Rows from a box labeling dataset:
--
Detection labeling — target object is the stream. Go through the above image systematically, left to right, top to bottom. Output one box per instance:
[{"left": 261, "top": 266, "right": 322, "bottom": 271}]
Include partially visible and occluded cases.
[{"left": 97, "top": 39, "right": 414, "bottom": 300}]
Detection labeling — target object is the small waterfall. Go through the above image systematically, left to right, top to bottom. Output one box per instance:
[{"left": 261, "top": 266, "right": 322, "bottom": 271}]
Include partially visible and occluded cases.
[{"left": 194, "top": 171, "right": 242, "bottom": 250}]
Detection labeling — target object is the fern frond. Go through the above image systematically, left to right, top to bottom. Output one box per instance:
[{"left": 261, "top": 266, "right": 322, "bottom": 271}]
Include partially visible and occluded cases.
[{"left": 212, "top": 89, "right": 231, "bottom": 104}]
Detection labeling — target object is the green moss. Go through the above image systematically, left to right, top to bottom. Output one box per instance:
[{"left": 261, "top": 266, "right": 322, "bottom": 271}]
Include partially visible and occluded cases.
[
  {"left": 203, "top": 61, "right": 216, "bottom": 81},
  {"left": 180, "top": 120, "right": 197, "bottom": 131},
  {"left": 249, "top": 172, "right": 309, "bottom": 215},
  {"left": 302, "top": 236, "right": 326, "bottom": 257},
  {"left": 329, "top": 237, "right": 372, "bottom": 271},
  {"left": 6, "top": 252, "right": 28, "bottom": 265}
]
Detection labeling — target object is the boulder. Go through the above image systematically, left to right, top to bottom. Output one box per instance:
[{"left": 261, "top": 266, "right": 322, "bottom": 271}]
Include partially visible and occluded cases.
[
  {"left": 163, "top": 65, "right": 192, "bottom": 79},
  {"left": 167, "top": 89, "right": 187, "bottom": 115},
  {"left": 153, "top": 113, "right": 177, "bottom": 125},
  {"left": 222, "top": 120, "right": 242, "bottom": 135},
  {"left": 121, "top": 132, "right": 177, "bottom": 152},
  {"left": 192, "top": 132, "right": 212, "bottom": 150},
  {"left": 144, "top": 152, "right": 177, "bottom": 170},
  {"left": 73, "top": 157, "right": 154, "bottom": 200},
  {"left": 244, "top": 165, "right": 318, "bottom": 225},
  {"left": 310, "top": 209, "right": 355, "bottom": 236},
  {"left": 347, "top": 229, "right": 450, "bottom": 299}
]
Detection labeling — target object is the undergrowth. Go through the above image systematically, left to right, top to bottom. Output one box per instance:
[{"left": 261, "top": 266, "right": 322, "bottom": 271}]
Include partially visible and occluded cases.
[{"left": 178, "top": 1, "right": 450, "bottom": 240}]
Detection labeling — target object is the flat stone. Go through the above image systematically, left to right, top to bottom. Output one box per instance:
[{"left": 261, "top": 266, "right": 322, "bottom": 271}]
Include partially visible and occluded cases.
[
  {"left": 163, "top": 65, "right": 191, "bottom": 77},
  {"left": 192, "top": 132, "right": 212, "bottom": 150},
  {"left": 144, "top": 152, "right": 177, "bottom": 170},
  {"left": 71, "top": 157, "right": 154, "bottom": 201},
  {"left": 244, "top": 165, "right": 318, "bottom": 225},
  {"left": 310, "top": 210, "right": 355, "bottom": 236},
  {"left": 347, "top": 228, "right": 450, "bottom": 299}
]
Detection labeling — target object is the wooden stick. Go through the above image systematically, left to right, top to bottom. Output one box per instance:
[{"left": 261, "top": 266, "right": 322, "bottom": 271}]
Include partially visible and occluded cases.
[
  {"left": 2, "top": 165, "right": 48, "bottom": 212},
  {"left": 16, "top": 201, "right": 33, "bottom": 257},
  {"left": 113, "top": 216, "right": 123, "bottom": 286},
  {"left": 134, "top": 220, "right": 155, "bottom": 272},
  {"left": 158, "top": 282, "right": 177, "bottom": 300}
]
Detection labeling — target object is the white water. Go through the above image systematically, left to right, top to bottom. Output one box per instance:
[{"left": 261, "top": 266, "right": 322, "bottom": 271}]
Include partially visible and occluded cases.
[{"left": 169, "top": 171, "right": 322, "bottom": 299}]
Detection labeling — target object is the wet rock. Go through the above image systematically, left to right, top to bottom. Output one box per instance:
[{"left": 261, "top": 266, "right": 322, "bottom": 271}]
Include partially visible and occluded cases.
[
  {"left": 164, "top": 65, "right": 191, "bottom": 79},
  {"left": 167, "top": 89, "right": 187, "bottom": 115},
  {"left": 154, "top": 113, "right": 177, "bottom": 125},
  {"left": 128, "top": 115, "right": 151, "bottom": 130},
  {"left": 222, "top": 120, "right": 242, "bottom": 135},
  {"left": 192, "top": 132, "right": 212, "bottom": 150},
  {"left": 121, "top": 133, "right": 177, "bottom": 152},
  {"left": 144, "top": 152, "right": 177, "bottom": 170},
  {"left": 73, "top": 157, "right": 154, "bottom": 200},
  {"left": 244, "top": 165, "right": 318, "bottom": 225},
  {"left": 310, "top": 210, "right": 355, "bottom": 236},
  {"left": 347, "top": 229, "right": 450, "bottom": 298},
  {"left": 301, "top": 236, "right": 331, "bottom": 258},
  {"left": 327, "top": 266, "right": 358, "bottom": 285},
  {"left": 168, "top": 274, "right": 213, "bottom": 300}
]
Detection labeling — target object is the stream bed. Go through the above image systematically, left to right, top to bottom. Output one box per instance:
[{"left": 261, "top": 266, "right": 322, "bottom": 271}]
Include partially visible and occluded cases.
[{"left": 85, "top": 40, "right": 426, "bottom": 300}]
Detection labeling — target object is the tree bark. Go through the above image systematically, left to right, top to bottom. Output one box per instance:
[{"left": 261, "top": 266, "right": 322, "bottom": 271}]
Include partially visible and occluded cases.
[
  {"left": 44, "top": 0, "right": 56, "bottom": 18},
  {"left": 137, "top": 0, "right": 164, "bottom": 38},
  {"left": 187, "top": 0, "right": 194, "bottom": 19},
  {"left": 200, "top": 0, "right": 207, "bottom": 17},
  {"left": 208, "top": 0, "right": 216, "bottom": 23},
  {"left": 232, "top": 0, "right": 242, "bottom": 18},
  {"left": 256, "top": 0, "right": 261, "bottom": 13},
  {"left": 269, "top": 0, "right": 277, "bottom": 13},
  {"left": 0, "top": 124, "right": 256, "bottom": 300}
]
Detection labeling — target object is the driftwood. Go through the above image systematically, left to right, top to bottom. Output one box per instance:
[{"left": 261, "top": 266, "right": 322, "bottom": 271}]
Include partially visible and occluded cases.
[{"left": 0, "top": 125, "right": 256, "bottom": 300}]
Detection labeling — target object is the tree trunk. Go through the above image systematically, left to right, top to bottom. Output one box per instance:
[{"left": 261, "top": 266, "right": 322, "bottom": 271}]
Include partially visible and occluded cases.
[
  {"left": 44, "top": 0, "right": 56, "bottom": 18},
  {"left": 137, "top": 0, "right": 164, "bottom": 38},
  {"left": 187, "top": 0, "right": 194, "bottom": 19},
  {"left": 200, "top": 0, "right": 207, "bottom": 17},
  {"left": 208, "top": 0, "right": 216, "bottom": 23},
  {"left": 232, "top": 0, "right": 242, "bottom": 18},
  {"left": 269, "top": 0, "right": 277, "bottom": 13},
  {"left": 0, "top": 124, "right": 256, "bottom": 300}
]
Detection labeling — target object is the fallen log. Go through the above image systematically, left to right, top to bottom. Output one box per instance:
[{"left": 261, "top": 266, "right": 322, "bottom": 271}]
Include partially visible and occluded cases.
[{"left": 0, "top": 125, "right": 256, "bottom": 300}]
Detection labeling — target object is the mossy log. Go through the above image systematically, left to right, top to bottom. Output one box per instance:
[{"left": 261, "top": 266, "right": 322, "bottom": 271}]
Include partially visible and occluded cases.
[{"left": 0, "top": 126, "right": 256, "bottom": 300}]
--
### WHAT NEEDS TO BE DONE
Please write out these entries again, swapping "occluded" for "hidden" and changing nothing else.

### EXPECTED ANSWER
Detection labeling — target object is the stream. Go through the above image systematically, left to right, top to bottom. Output one box per instance:
[{"left": 261, "top": 266, "right": 322, "bottom": 271}]
Include partially visible and hidden cases.
[{"left": 97, "top": 39, "right": 414, "bottom": 300}]
Detection labeling — target object is the small waterfall. Go through the above image systematically, left to right, top to bottom. Output one box per instance:
[{"left": 261, "top": 266, "right": 322, "bottom": 271}]
Include partially visible and hidden cases.
[{"left": 194, "top": 171, "right": 242, "bottom": 250}]
Detection labeling — target object is the fern frond. Go through the above image systematically, left to right, top to bottom. Output one box per instance:
[{"left": 261, "top": 266, "right": 322, "bottom": 271}]
Include partially visible and hidden cases.
[{"left": 212, "top": 89, "right": 231, "bottom": 104}]
Detection labeling — target object is the green moss. Go through the above image systematically, left to right, top to bottom. Output one box per instance:
[{"left": 261, "top": 266, "right": 322, "bottom": 271}]
Include partially visible and hidden cases.
[
  {"left": 203, "top": 61, "right": 216, "bottom": 81},
  {"left": 180, "top": 120, "right": 197, "bottom": 131},
  {"left": 249, "top": 172, "right": 309, "bottom": 215},
  {"left": 302, "top": 236, "right": 326, "bottom": 257},
  {"left": 329, "top": 237, "right": 372, "bottom": 271},
  {"left": 6, "top": 252, "right": 28, "bottom": 265}
]
Detection labeling — target object is the boulder. Go through the above image systematically, left to right, top to bottom. Output one box per instance:
[{"left": 261, "top": 266, "right": 322, "bottom": 271}]
Include partially visible and hidden cases.
[
  {"left": 163, "top": 65, "right": 192, "bottom": 79},
  {"left": 167, "top": 89, "right": 187, "bottom": 115},
  {"left": 153, "top": 113, "right": 177, "bottom": 125},
  {"left": 222, "top": 120, "right": 242, "bottom": 135},
  {"left": 121, "top": 132, "right": 177, "bottom": 152},
  {"left": 192, "top": 132, "right": 212, "bottom": 150},
  {"left": 144, "top": 152, "right": 177, "bottom": 170},
  {"left": 73, "top": 157, "right": 154, "bottom": 200},
  {"left": 244, "top": 165, "right": 318, "bottom": 225},
  {"left": 310, "top": 209, "right": 355, "bottom": 236},
  {"left": 347, "top": 229, "right": 450, "bottom": 299}
]
Detection labeling — target object is the undergrowth. Go through the above image systematically, left to right, top to bottom. Output one box per instance:
[{"left": 261, "top": 266, "right": 322, "bottom": 271}]
Include partially visible and hidden cases.
[{"left": 178, "top": 1, "right": 450, "bottom": 240}]
Detection labeling — target object is the flat stone. Go through the above image systematically, left to right, top to bottom. Output one box per instance:
[{"left": 261, "top": 266, "right": 322, "bottom": 271}]
Include partially visible and hidden cases.
[
  {"left": 163, "top": 65, "right": 191, "bottom": 77},
  {"left": 192, "top": 132, "right": 212, "bottom": 150},
  {"left": 144, "top": 152, "right": 177, "bottom": 170},
  {"left": 71, "top": 157, "right": 154, "bottom": 201},
  {"left": 244, "top": 165, "right": 318, "bottom": 225},
  {"left": 310, "top": 210, "right": 355, "bottom": 236},
  {"left": 347, "top": 228, "right": 450, "bottom": 299}
]
Detection labeling — target object is the wooden stick. Go through the above image systematically, left to right, top to bottom. Output one box per instance:
[{"left": 261, "top": 266, "right": 322, "bottom": 271}]
Include partially visible and hidden cases.
[
  {"left": 2, "top": 165, "right": 48, "bottom": 212},
  {"left": 16, "top": 201, "right": 33, "bottom": 257},
  {"left": 113, "top": 216, "right": 123, "bottom": 286},
  {"left": 134, "top": 220, "right": 155, "bottom": 272},
  {"left": 158, "top": 282, "right": 177, "bottom": 300}
]
Detection labeling — target object is the white water. Go through the above image systematically, left to right, top to bottom. Output one box per instance:
[{"left": 261, "top": 266, "right": 322, "bottom": 271}]
Include partially visible and hidden cases.
[{"left": 169, "top": 171, "right": 322, "bottom": 299}]
Detection labeling — target object is the wet rock. Go through the above image systematically, left to right, top to bottom. Output one box per instance:
[{"left": 261, "top": 266, "right": 322, "bottom": 271}]
Include partially visible and hidden cases.
[
  {"left": 164, "top": 65, "right": 191, "bottom": 79},
  {"left": 167, "top": 89, "right": 187, "bottom": 115},
  {"left": 154, "top": 113, "right": 177, "bottom": 125},
  {"left": 128, "top": 115, "right": 151, "bottom": 130},
  {"left": 222, "top": 120, "right": 242, "bottom": 135},
  {"left": 192, "top": 132, "right": 212, "bottom": 150},
  {"left": 121, "top": 133, "right": 177, "bottom": 152},
  {"left": 144, "top": 152, "right": 177, "bottom": 170},
  {"left": 73, "top": 157, "right": 154, "bottom": 200},
  {"left": 244, "top": 165, "right": 318, "bottom": 225},
  {"left": 310, "top": 210, "right": 355, "bottom": 236},
  {"left": 347, "top": 229, "right": 450, "bottom": 298},
  {"left": 301, "top": 236, "right": 331, "bottom": 258},
  {"left": 327, "top": 266, "right": 358, "bottom": 285},
  {"left": 168, "top": 274, "right": 213, "bottom": 300}
]
Detection labeling — target object is the stream bed. Go through the above image systematically, left to right, top to bottom. Output one box per instance:
[{"left": 261, "top": 266, "right": 322, "bottom": 271}]
Include partially visible and hidden cases.
[{"left": 85, "top": 40, "right": 426, "bottom": 300}]
Detection labeling — target object is the tree bark. Go through the above image systematically, left to right, top to bottom. Output one box per instance:
[{"left": 261, "top": 266, "right": 322, "bottom": 271}]
Include partially visible and hidden cases.
[
  {"left": 44, "top": 0, "right": 56, "bottom": 18},
  {"left": 137, "top": 0, "right": 164, "bottom": 38},
  {"left": 187, "top": 0, "right": 194, "bottom": 19},
  {"left": 200, "top": 0, "right": 207, "bottom": 17},
  {"left": 208, "top": 0, "right": 216, "bottom": 23},
  {"left": 232, "top": 0, "right": 242, "bottom": 18},
  {"left": 256, "top": 0, "right": 261, "bottom": 13},
  {"left": 269, "top": 0, "right": 277, "bottom": 13},
  {"left": 0, "top": 124, "right": 256, "bottom": 300}
]
Detection labeling — target object is the driftwood. Go through the above image systematically, left to right, top to bottom. Output one box per instance:
[{"left": 261, "top": 266, "right": 322, "bottom": 271}]
Include partially visible and hidden cases.
[{"left": 0, "top": 125, "right": 256, "bottom": 300}]
Detection labeling — target object is the tree trunk. Go through the above image systematically, left to right, top to bottom. Output one box per instance:
[{"left": 261, "top": 266, "right": 322, "bottom": 271}]
Include partially visible and hidden cases.
[
  {"left": 44, "top": 0, "right": 56, "bottom": 18},
  {"left": 137, "top": 0, "right": 164, "bottom": 38},
  {"left": 187, "top": 0, "right": 194, "bottom": 19},
  {"left": 200, "top": 0, "right": 207, "bottom": 17},
  {"left": 208, "top": 0, "right": 216, "bottom": 23},
  {"left": 232, "top": 0, "right": 242, "bottom": 18},
  {"left": 269, "top": 0, "right": 277, "bottom": 13},
  {"left": 0, "top": 124, "right": 256, "bottom": 300}
]
Detection labeling — target object is the fallen log. Go through the above image systematically, left to right, top to bottom. Output one box per instance:
[{"left": 261, "top": 266, "right": 322, "bottom": 271}]
Include partially visible and hidden cases.
[{"left": 0, "top": 125, "right": 256, "bottom": 300}]
Detection labeling — target object is the mossy log. Go through the above image systematically, left to right, top to bottom. Output one box per instance:
[{"left": 261, "top": 266, "right": 322, "bottom": 271}]
Include partially visible and hidden cases.
[{"left": 0, "top": 126, "right": 256, "bottom": 300}]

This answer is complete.